▸ Text provided:

══════════════════════════════

I had recently changed from FMJ to JHP bullets, and I figured I had seated the bullets too shallow.



Today I went to another local club match, with a brand new batch of ammunition in which I had
taken special care with reloading. The first stage was bad ... lots of failure-to-feed problems. Actually, the slide just wasn't going into battery on a consistent basis.

People asked me what was wrong. I said the ammunition just 'wasn't right'.

As it happened, my friend Bill Sahlberg was at the match, and he offered to loan me his ammunition. Sure, it was 'practice ammo', but it worked fine in his pistol.

That stage was much the same thing. Bang-Bang Bang-Dammit!

For the next stage, Big Dawg offered to let me use HIS ammunition.

Even worse, I ended up shooting a 120-point stage 'single-action'. The gun just wasn't running with ANYBODY's ammo!

So I took the pistol to the safety area, and field-stripped it. Wiped it down, used a generous amount of sewing-machine oil as a solvent, wiped it down again. Then I poured enough sewing-machine oil on the slide and rails to drown Free Willie, put it back together again, wiped the outside with a shop towel and put it in the gun rug to soak.

The next stage I was SMOKING! The gun ran Perfectly, and I ended up 3rd overall on a technically difficult stage.

The following stage, I started getting some jams toward the end of the 24-round stage.

Hmmm ... what am I doing wrong? Big Dawg's ammo ran crummy, two stages back. I cleaned and oiled the gun and it ran great. An hour later, it won't cycle ... again.

So I went back to the safety area with my gun and rags and tool kit and sewing machine oil, and field-stripped the gun AGAIN.

══════════════════════════════

▸ Provided material:

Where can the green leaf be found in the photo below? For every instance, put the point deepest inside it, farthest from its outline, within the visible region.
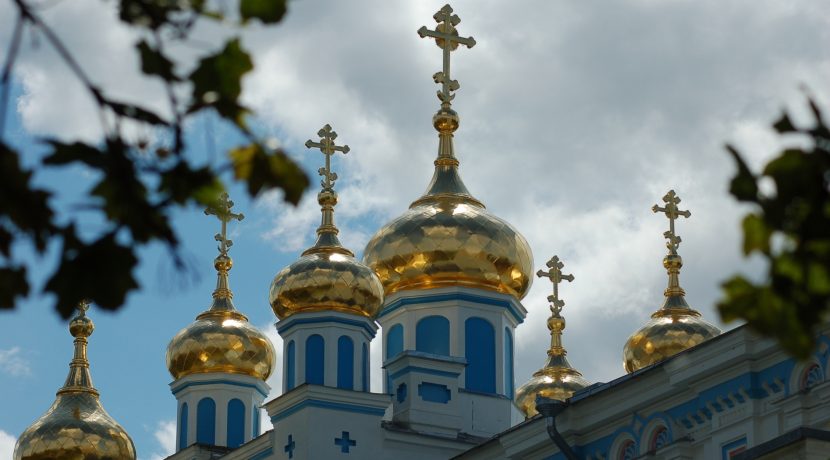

══════════════════════════════

Extract the part of the account of the pistol malfunctions starting at "For the next" and ending at "technically difficult stage.". The listing has no connection to the account of the pistol malfunctions at the club match.

▸ Reply to the exercise:
For the next stage, Big Dawg offered to let me use HIS ammunition.

Even worse, I ended up shooting a 120-point stage 'single-action'. The gun just wasn't running with ANYBODY's ammo!

So I took the pistol to the safety area, and field-stripped it. Wiped it down, used a generous amount of sewing-machine oil as a solvent, wiped it down again. Then I poured enough sewing-machine oil on the slide and rails to drown Free Willie, put it back together again, wiped the outside with a shop towel and put it in the gun rug to soak.

The next stage I was SMOKING! The gun ran Perfectly, and I ended up 3rd overall on a technically difficult stage.